When the band Bananarama penned the ditty, “A cruel summer” back in 1983, I’m sure they must have been singing about solar power. Well, upon reflection, they probably weren’t. Anyway, it is an appropriate metaphor for solar power generation in the Macedon Ranges in Victoria and indeed elsewhere across the country for this summer given the La Nina influence on our weather. In the article A Solar Powered Life – part II, I wrote about how many solar panels you would need in order to generate your average electricity requirements. These were all based on a best case scenario which is rarely achieved in the real world. Not to fear though, as solar power has plenty to offer people even in less than perfect conditions.
Solar panels are affected by all sorts of factors in the real world. Usually, anything that affects the performance of a solar panel will tend to reduce its electrical output, so it’s worth understanding these factors so that you can set-up your solar panels so that they provide the best possible output.
There are various things that affect the output of solar panels and they include:
- Heat. Generally, as the air temperature increases the electrical output of solar panels decreases. At an air temperature over 25 degrees Celsius, you’ll find that the electrical output begins to decrease. By around 30 degrees Celsius I’ve noticed electrical output can drop by around 15%, and by 35 degrees Celsius it can be reduced by as much as 33%. It’s worth noting that some types of solar panels are better adapted to warmer environments than others (for example the type of solar panels installed at Zaytuna Farm). People tend to confuse the optimal conditions for electricity generation with that of the production of solar hot water where you require the heat from the sun to warm the water. Solar panels simply require strong direct sunlight, without the heat.
- Shading. Any shading across a solar panel will reduce its electrical output. Sunlight is a diffuse form of energy and the trees are also competing with your solar panels for the same available sunlight. If you have large trees shading the area where you are considering installing a solar panel array, then it’s probably worth installing the solar panels in a less shaded area. There are panels that perform slightly better in shaded conditions, however no solar panel will produce maximum output without strong direct sunlight available across the entire solar panel. A solar panel in shade will probably only produce about 15% of its rated output.
- Available sunlight, summer versus winter. In the previous article I explained that where you are located on the planet will affect how much peak sunlight you receive over summer and winter. I’m at 37 ½ degrees latitude south (for the technically minded) so receive 6.5 hours of peak sunlight over summer and 3.13 hours of peak sunlight over winter. As you move closer to the equator, the difference between available summer and winter peak sunlight will be less, although it will also become much hotter.
- The optimal angle of solar panels differs between summer and winter. For solar panels to receive the greatest amount of sunlight possible at any time of the year, then they need to directly face the sun. As previously mentioned, over winter the sun is low in the sky. For the solar panels to directly face the sun, you can imagine that they’d need to be on quite a steep angle which can sometimes be close to vertical. Over summer, with the sun high overhead you need to have the solar panels angled more or less flat to receive the greatest amount of sunlight. In the real world, you can achieve an average (between vertical in winter and horizontal in summer) by angling the solar panels at the same angle as the latitude of your house. This is a general rule applied to most well installed fixed solar panel installations. I’m at 37 ½ degrees latitude south, so the panels themselves are mounted at about a 37 ½ degree angle from horizontal. Fortunately for me, the angle of the roof of my house roughly matches this. You never really get the maximum electrical output, but it’s a good compromise for both winter and summer.

INFORMATION SUPPLIED:

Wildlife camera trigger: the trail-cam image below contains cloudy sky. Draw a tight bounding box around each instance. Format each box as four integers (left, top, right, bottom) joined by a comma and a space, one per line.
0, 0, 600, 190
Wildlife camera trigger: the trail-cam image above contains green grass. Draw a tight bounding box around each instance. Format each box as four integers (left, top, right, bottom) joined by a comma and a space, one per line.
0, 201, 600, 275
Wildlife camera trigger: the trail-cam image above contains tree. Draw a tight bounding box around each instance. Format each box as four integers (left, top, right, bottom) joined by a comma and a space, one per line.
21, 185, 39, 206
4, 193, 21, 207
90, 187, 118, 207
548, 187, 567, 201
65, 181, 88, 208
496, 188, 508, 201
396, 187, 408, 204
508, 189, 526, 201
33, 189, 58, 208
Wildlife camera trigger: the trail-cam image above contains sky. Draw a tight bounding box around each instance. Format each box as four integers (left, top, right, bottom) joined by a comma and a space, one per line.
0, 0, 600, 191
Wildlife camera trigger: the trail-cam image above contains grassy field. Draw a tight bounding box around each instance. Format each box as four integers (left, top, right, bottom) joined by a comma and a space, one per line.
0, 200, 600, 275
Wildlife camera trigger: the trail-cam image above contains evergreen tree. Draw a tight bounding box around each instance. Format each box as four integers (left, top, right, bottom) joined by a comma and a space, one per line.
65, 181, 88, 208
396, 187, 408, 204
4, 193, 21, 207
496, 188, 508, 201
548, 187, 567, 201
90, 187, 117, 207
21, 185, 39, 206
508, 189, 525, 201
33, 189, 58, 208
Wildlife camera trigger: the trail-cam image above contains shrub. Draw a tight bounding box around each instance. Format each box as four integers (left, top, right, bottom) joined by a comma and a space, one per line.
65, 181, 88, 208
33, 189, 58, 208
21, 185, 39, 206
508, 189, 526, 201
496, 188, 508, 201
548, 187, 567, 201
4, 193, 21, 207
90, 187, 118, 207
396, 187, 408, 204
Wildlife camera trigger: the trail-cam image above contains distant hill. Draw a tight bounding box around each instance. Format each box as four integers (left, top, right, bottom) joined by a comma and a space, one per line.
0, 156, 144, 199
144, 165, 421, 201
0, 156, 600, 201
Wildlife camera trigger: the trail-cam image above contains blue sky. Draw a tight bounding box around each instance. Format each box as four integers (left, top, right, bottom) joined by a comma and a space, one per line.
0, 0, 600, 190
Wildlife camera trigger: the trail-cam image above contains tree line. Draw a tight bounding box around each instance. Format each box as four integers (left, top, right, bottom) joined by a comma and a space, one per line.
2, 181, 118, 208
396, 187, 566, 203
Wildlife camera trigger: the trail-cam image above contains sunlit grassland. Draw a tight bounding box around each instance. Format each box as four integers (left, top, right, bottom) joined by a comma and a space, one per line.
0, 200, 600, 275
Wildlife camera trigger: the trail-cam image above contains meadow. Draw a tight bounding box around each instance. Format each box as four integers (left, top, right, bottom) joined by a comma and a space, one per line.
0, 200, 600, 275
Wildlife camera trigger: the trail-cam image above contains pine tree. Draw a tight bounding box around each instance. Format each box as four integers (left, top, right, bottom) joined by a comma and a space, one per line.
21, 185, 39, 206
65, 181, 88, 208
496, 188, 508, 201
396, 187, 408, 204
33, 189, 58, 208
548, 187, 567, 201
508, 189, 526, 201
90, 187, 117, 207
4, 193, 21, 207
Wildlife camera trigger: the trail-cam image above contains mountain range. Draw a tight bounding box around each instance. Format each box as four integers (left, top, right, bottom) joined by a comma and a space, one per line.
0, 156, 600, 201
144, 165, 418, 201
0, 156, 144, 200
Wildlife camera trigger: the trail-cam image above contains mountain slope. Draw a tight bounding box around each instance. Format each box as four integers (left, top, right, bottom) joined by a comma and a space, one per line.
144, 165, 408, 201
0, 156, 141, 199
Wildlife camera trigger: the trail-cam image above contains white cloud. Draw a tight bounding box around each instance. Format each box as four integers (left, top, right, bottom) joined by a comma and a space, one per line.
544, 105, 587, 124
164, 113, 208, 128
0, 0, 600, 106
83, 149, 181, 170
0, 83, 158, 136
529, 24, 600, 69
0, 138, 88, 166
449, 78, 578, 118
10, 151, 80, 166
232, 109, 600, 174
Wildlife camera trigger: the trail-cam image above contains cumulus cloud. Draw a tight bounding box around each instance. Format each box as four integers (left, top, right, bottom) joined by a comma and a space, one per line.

COMPLETE THE FOLLOWING:
1. Revise the passage of the solar panel article starting at "- Available sunlight, summer" and ending at "become much hotter.", replacing "equator" with "tropics".
2. Continue the solar panel article from the point at which it stops.
The data comes from a separate source, unrelated to the solar panel article.

EXPECTED ANSWERS:
1.
- Available sunlight, summer versus winter. In the previous article I explained that where you are located on the planet will affect how much peak sunlight you receive over summer and winter. I’m at 37 ½ degrees latitude south (for the technically minded) so receive 6.5 hours of peak sunlight over summer and 3.13 hours of peak sunlight over winter. As you move closer to the tropics, the difference between available summer and winter peak sunlight will be less, although it will also become much hotter.

2.
- Trackers. With some installations, where the budget exceeds my meagre resources, people install their solar panels with a solar tracker, rather than just at a fixed angle. A solar tracker is usually a pole mounted in the ground with a frame at the top of the pole which can hold a number of solar panels. The wonderful thing is that the frame can change angles and directions so that it can always face the sun at the best possible angle. The adjustment can be either manual or for the really well resourced, automatic. These tracker systems are the single most effective thing you can do to increase the electrical output of your solar power system. The tracker system can increase output by approximately 20% to 30%.
- Panels facing towards the equator are preferable in fixed installations. Most fixed solar panels face roughly north in the southern hemisphere or south if you’re in the northern hemisphere. The reason for this is that the sun rises in the east and sets in the west, so a panel facing towards the equator will on average face the sun for the longest amount of time each day of the year. If a solar panel is facing slightly north west (or south west in the northern hemisphere) output won’t be noticeably reduced. If you live on an easterly facing sloping block, you’ll probably find that you have predominantly morning sun. If on the other hand, you live on a westerly facing block, you’ll probably find that you have predominantly afternoon sun. As a general rule west facing slopes tend to receive more sunlight than easterly facing slopes so they are more suitable for the generation of solar power.
- Maximum output is usually around the summer equinox. In the southern hemisphere the summer equinox is usually around the 21st December. The summer equinox is literally the day of the year with the longest available sunlight. What a lovely Christmas present for those in the southern hemisphere who have warm to hot Christmases, in that you also receive the maximum output from your solar power system! The simple reason for this is that the sun is high overhead and in the sky for a longer number of hours than at other times of the year, both of which increase the amount of electricity generated.
- The cloud edge effect can be quite substantial. The cloud edge effect is where the sky is predominantly sunny with some dispersed clouds. What happens is that the sunlight literally bounces off the edge of the clouds so that you can receive more than the normal quantity of sunlight on the face of your solar panel. I’ve seen around the summer equinox and on a cool, partly cloudy day, that electrical output can exceed the rated output of the solar power system. I’ve also had anecdotal evidence of this effect from other people with solar power systems.
- Rain has a greater effect than cloudy days. Rainy days tend to also be days where the cloud layer is quite dense and relative humidity is quite high. This heavy cloud has the effect of reducing the available sunlight. A rainy, cloudy or misty day can reduce output to about 15% of the rated capacity of the system. Generally, days with a higher layer of cloud can reduce the output to about 40% of the rated capacity of the system.
In A Solar Powered Life – part II I wrote about a 260Wh solar panel and how it related to the electricity requirements in a household. How do the above factors affect that 260Wh solar panel?
It means that you will only ever generate 260Wh on a cool partly cloudy day around the middle of summer, and only then if that solar panel is exactly facing the sun! For the remaining part of the year in different conditions, it will be less than this.
What type of panel should I buy?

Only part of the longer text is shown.